## Records supplied
——————

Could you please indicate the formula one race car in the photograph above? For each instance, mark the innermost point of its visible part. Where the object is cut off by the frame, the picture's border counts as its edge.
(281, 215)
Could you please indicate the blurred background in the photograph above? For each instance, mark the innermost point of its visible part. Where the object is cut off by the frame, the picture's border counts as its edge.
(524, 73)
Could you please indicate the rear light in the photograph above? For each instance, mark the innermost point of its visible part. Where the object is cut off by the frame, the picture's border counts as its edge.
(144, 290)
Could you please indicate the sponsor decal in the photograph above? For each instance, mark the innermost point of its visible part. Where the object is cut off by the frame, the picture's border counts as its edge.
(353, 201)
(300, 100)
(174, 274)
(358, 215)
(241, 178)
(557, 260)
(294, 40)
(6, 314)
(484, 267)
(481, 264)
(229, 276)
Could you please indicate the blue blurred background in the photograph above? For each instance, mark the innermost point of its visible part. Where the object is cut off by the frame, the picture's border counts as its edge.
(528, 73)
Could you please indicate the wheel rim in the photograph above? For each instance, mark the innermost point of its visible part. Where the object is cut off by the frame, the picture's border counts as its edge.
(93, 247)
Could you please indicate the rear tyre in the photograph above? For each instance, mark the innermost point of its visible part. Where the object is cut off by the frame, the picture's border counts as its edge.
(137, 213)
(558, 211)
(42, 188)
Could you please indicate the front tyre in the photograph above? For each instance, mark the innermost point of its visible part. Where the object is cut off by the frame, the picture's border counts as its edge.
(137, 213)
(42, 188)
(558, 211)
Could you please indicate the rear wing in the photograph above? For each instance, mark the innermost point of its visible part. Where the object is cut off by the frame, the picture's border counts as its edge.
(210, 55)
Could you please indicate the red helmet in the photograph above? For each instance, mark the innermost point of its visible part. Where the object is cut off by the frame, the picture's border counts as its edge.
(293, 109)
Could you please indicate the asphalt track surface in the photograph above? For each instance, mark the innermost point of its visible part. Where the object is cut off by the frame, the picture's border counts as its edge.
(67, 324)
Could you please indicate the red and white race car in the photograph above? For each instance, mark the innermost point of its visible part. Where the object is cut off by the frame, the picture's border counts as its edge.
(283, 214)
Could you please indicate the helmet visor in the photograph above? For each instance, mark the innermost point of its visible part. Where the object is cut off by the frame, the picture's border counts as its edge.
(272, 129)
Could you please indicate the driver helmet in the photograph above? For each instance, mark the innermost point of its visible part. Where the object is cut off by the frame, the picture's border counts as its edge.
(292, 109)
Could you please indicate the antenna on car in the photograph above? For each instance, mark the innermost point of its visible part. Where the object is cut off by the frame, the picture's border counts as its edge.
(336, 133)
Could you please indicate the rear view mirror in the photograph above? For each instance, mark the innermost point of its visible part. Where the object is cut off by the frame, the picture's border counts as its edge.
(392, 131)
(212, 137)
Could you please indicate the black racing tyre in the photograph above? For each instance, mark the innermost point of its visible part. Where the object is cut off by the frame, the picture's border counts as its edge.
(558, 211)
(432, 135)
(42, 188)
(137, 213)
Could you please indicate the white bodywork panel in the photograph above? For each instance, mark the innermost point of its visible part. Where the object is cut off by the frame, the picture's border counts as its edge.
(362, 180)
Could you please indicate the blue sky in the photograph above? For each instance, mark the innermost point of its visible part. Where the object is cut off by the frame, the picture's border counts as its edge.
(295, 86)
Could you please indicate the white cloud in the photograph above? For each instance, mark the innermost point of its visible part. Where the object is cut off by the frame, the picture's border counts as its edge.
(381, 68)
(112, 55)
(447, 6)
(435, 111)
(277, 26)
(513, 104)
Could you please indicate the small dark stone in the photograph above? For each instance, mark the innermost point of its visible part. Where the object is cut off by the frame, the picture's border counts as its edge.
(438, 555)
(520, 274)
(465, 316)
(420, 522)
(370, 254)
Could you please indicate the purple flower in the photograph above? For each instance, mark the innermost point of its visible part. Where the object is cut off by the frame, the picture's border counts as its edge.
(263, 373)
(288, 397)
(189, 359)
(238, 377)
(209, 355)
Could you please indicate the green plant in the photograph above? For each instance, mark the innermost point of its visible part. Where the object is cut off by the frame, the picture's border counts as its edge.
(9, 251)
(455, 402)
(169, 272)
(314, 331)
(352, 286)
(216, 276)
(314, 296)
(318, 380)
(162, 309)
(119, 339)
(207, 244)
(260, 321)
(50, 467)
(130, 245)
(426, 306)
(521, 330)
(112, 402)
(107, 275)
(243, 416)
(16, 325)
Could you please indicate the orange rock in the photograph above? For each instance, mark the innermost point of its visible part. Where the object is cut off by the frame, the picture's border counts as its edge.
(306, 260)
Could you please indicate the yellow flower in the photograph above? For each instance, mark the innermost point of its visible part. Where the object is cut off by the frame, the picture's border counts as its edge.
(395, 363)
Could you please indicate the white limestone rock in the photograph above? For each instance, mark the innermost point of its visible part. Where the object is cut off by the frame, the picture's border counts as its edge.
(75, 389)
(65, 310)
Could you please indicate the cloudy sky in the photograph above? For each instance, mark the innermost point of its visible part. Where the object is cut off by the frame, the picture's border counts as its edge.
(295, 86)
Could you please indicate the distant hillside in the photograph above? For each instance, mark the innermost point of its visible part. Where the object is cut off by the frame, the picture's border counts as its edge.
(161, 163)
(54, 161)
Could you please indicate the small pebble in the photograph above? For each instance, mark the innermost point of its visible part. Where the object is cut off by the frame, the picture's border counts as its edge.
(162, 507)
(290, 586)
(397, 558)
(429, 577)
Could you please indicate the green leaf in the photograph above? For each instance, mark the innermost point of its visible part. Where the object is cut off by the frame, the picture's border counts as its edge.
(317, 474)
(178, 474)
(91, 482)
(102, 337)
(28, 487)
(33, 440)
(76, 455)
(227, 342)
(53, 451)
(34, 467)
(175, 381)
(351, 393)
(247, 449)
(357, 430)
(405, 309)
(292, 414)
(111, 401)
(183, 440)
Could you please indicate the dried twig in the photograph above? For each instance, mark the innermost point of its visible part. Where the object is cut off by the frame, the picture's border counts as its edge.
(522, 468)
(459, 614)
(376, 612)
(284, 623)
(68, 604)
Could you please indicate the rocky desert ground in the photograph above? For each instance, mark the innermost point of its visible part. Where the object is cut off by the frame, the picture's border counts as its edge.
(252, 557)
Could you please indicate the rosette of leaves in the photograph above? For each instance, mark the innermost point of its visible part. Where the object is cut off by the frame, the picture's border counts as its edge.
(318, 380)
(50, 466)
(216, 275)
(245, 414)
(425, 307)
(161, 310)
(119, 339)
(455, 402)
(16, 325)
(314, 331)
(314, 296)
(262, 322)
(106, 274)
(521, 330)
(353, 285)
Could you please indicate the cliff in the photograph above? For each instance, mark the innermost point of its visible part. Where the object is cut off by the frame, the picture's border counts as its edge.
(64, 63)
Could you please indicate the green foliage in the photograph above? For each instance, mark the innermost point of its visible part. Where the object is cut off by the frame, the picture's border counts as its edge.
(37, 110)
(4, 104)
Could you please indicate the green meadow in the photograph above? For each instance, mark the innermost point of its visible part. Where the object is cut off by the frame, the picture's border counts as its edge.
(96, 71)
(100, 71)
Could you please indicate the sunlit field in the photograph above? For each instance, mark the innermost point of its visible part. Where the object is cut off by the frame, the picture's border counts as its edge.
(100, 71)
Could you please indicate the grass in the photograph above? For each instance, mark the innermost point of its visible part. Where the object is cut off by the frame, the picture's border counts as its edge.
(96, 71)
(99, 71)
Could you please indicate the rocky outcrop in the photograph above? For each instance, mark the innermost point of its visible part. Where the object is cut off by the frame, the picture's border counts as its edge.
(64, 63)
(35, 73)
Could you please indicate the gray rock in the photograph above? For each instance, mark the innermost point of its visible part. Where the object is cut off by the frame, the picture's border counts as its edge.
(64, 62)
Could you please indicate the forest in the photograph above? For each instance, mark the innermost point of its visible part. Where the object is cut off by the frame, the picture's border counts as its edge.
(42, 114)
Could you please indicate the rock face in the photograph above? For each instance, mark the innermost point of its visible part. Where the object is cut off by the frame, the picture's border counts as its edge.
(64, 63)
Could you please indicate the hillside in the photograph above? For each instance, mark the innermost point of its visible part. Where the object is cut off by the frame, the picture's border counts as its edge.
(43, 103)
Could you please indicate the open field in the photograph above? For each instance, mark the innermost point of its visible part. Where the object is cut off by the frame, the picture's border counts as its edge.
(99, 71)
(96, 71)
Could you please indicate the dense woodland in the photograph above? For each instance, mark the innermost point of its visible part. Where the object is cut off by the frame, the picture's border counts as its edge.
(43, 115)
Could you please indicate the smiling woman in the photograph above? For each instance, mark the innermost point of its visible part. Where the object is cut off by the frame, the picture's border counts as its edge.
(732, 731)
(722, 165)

——————

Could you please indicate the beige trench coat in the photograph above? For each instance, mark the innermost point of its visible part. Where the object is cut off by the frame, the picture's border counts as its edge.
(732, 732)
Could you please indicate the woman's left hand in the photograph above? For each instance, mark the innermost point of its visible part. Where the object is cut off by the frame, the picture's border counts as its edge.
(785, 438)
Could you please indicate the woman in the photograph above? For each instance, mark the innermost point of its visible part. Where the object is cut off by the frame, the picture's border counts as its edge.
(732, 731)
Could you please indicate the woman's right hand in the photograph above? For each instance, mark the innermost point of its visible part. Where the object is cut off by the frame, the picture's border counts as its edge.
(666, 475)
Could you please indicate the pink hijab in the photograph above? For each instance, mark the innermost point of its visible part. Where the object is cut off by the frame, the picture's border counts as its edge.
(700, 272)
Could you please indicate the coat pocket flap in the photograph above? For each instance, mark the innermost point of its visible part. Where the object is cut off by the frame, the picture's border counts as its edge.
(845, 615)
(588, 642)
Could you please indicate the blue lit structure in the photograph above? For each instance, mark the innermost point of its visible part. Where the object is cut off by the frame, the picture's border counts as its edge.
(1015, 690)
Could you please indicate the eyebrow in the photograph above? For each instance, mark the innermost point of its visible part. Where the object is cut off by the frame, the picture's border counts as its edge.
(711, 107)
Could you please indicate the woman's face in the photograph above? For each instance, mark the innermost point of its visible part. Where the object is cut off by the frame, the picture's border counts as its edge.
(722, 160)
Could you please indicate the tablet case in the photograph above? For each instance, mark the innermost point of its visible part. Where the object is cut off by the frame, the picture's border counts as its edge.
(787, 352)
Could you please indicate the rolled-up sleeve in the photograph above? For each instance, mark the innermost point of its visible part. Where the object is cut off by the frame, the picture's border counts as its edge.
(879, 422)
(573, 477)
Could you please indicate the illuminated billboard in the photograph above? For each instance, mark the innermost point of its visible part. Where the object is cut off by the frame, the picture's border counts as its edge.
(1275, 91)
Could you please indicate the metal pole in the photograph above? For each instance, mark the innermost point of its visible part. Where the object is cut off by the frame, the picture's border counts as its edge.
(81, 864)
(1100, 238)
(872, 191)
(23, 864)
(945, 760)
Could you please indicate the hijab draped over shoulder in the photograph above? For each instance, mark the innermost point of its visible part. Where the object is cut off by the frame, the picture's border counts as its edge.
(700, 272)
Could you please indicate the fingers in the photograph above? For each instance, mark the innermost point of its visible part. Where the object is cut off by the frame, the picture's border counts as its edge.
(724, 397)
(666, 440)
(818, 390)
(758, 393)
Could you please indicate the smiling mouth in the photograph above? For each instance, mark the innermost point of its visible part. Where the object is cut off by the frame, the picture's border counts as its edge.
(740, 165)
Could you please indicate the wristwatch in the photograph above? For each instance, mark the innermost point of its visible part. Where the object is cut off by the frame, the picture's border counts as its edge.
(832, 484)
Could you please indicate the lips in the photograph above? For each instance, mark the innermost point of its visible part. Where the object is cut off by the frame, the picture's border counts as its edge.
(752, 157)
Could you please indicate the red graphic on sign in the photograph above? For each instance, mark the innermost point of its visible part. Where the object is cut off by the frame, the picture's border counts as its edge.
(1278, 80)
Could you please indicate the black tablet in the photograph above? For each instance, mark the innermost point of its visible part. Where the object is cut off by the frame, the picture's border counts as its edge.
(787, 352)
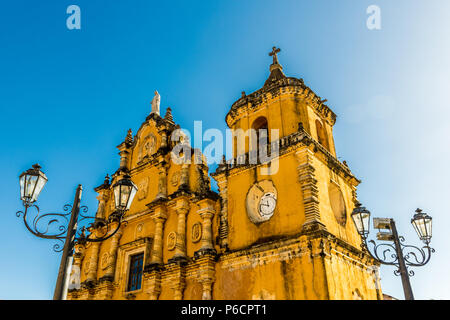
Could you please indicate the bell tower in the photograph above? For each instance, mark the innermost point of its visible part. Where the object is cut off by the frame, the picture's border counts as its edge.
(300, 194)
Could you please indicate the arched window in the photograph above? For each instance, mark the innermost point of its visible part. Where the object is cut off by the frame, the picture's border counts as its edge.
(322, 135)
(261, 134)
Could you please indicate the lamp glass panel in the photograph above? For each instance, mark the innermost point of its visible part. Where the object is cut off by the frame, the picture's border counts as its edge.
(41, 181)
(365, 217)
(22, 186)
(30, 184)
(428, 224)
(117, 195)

——————

## Work to be completed
Locate every line in the records above that contains the string "blue", and copy each such line in full.

## Solution to this task
Could you please indicate the blue blurred background in the photograph above? For each instance, mark the innermost point of its visible part. Where the object is cut off by the frame, the picture's border counts as its edge.
Could you please indicate the blue sky in the photograph above? For each instance, mark the innermost point of its visible part. Where the object is cut off by the frame, the picture's border counts as its edge.
Could you please indicate the blue lit structure in the photograph above? For each instance, mark the innermost point of its visible part. Where the object is cut off by the frame, the picture's border counts as its edge.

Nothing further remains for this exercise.